- **Source document**:
Medicolegal and Administrative Guidelines

  1. Develop a patient-clinician agreement for the informed consent for the use of e-mail. This should be discussed with and signed by the patient and documented in the medical record. Provide patients with a copy of the agreement. Agreement should contain the following:
  2. Terms in communication guidelines (stated above).
  3. Provide instructions for when and how to convert to phone calls and office visits.
  4. Describe security mechanisms in place.
  5. Hold harmless the health care institution for information loss due to technical failures.
  6. Waive encryption requirement, if any, at patient’s insistence.
  7. Describe security mechanisms in place including:
  8. Using a password-protected screen saver for all desktop workstations in the office, hospital, and at home.
  9. Never forwarding patient-identifiable information to a third party without the patient’s express permission.
  10. Never using patient’s e-mailaddress in a marketing scheme.
  11. Not sharing professional e-mail accounts with family members.

[Stored records]

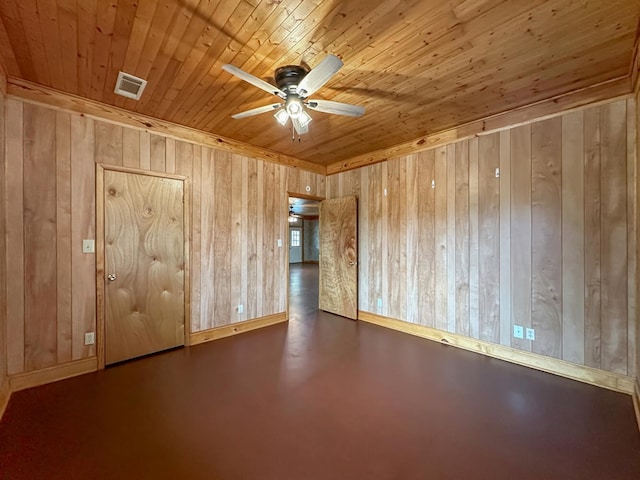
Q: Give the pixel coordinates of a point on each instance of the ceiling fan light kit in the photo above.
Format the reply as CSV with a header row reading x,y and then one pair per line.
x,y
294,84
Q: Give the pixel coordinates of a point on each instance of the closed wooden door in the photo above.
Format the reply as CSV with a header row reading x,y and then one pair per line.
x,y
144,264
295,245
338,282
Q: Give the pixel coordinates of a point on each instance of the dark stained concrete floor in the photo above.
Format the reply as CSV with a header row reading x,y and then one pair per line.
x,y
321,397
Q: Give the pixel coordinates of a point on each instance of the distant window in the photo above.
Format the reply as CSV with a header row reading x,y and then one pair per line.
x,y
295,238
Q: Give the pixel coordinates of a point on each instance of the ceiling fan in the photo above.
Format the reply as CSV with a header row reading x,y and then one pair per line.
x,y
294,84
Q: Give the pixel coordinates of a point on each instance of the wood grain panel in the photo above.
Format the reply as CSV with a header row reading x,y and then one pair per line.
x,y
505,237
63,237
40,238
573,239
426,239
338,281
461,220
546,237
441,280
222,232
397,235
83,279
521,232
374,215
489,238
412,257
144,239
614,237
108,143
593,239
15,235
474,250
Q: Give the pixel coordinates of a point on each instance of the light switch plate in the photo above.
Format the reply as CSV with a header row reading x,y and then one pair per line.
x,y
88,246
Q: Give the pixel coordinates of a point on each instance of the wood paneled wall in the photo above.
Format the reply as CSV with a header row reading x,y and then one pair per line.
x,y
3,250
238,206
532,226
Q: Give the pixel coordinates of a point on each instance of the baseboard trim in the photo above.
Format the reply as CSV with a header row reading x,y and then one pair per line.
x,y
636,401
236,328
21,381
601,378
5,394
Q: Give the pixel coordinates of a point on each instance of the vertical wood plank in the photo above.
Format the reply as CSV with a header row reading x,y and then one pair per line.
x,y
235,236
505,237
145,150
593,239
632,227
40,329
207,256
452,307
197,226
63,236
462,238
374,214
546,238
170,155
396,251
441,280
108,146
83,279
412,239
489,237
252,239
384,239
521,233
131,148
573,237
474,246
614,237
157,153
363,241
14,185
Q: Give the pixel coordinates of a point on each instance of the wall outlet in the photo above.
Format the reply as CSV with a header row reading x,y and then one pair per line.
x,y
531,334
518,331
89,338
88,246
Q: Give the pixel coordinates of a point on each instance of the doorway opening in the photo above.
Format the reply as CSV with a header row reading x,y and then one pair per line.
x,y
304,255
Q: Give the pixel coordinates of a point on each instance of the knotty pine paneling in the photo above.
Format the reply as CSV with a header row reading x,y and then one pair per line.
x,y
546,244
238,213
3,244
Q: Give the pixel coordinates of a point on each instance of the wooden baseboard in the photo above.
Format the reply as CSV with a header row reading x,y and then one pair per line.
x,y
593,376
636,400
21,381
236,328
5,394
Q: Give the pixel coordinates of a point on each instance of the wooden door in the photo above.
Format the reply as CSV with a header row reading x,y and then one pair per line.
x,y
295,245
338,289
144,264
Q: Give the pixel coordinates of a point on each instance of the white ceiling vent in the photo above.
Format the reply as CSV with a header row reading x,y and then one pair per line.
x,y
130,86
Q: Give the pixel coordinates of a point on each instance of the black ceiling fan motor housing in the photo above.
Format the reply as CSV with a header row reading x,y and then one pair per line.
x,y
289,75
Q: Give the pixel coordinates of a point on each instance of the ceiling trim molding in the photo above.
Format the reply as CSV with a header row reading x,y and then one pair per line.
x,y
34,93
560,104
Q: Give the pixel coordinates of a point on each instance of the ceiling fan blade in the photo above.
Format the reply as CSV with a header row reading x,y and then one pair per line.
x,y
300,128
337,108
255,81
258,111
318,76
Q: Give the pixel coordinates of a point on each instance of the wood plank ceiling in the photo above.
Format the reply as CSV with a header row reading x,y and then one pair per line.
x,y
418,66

...

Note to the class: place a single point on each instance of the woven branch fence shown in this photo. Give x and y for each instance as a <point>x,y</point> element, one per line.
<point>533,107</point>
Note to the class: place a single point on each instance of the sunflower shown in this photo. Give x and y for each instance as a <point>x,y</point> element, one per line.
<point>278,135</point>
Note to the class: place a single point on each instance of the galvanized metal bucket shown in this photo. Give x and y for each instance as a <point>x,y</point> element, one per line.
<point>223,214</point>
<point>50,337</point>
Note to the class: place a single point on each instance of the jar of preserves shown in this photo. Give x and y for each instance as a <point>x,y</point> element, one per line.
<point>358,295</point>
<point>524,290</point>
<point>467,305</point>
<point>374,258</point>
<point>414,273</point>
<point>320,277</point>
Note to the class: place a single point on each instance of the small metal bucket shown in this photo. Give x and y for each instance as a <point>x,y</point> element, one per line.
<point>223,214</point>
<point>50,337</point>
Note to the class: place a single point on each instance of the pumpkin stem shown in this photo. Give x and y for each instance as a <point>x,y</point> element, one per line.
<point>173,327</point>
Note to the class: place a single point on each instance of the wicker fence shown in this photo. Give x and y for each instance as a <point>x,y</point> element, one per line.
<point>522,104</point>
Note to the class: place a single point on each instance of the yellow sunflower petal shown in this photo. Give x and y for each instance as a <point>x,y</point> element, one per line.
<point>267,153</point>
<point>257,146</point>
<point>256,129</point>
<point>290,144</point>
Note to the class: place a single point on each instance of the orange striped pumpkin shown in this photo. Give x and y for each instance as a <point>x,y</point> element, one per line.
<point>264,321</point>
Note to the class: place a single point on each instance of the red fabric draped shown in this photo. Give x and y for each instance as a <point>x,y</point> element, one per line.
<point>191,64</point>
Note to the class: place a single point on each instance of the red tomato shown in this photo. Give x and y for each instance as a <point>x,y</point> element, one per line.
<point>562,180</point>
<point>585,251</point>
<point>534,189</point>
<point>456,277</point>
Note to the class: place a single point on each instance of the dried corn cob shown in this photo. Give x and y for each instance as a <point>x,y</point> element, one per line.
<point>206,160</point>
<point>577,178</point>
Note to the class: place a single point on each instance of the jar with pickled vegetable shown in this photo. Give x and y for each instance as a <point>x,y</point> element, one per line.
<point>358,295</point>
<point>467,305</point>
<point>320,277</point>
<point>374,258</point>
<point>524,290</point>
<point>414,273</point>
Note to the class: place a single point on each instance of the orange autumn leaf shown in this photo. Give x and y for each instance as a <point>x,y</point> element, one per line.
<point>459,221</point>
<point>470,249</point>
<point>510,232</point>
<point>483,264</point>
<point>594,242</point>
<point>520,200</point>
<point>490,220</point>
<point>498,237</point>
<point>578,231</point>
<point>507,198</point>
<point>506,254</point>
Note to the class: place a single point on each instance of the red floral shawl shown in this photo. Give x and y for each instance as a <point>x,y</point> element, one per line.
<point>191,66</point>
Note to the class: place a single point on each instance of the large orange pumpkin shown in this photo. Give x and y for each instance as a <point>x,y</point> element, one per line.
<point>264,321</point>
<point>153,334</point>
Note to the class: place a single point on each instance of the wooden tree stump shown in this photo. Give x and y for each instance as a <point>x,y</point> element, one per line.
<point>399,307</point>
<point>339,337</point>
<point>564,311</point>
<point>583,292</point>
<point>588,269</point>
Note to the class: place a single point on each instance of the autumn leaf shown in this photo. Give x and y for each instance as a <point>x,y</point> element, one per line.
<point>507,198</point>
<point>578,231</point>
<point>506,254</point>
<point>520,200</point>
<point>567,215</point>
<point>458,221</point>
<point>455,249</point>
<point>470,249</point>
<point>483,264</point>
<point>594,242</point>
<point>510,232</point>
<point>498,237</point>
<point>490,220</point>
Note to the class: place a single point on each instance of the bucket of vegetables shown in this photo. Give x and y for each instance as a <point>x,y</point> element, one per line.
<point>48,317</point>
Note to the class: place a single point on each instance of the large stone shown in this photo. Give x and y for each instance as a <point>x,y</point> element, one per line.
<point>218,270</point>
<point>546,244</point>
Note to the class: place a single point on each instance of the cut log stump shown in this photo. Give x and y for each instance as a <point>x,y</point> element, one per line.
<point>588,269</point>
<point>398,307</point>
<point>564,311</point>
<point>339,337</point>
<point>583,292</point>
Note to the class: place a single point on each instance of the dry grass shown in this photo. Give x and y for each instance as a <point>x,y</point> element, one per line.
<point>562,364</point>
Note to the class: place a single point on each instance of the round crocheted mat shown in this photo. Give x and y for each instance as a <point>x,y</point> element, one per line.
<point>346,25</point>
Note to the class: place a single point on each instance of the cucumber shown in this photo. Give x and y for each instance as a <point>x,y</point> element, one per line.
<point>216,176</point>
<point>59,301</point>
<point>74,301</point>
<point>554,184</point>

- **Task requirements**:
A - Answer these questions about the e-mail guidelines, one answer per line:
(i) Who must sign the patient-clinician agreement?
(ii) At whose insistence may the encryption requirement be waived?
(iii) What kind of screen saver do the guidelines call for on desktop workstations?
B - Write out the part of the e-mail guidelines from "3. Provide instructions" to "with family members.".
C - Continue the e-mail guidelines from where they stop.

- **Responses**:
A -
(i) The patient
(ii) The patient's
(iii) A password-protected screen saver

B -
3. Provide instructions for when and how to convert to phone calls and office visits.
  4. Describe security mechanisms in place.
  5. Hold harmless the health care institution for information loss due to technical failures.
  6. Waive encryption requirement, if any, at patient’s insistence.
  7. Describe security mechanisms in place including:
  8. Using a password-protected screen saver for all desktop workstations in the office, hospital, and at home.
  9. Never forwarding patient-identifiable information to a third party without the patient’s express permission.
  10. Never using patient’s e-mailaddress in a marketing scheme.
  11. Not sharing professional e-mail accounts with family members.

C -
  12. Not using unencrypted wireless communications with patient-identifiable information.
  13. Double-checking all "To" fields prior to sending messages.
  14. Perform at least weekly backups of e-mail onto long-term storage. Define long-term as the term applicable to paper records.
  15. Commit policy decisions to writing and electronic form.

(2) The policies and procedures for e-mail be communicated to all patients who desire to communicate electronically.

(3) The policies and procedures for e-mail be applied to facsimile communications, where appropriate. (BOT Rep. 2, A-00; Modified: CMS Rep. 4, A-01 and BOT Rep. 24, A-02)

Bibliography

  1. Engstrom P. Can you afford NOT to travel the Internet? Medical Economics. 1996;73:173-185.
  2. Reents S, Miller TE. Healthcare industry in transition – the online mandate to change. [cyber dialogue Web site].
  3. Pallen M. electronic mail. BMJ. 1995;311:1487-1490.
  4. Neill RA, Mainous AG III, Clark JR, Hagen MD. The utility of electronic mail as a medium for patient-physician communication. Archives of Fam Med. 1994;3:268-271.
  5. Lindberg DAB, Humphreys BL. Medicine and health on the Internet: the good, the bad, and the ugly. JAMA. 1998;280:1303-1304.
  6. Kane B, Sands DZ. Guidelines for the clinical use of electronic mail with patients. JAMIA. 1998;5:104-111. Available at http://www.jamia.org/cgi/reprint/5/1/104
  7. Sands DZ. Guidelines for the use of patient-centered e-mail. [Massachusetts Health Data Consortium Web site]. Available at: http://www.mahealthdata.org/.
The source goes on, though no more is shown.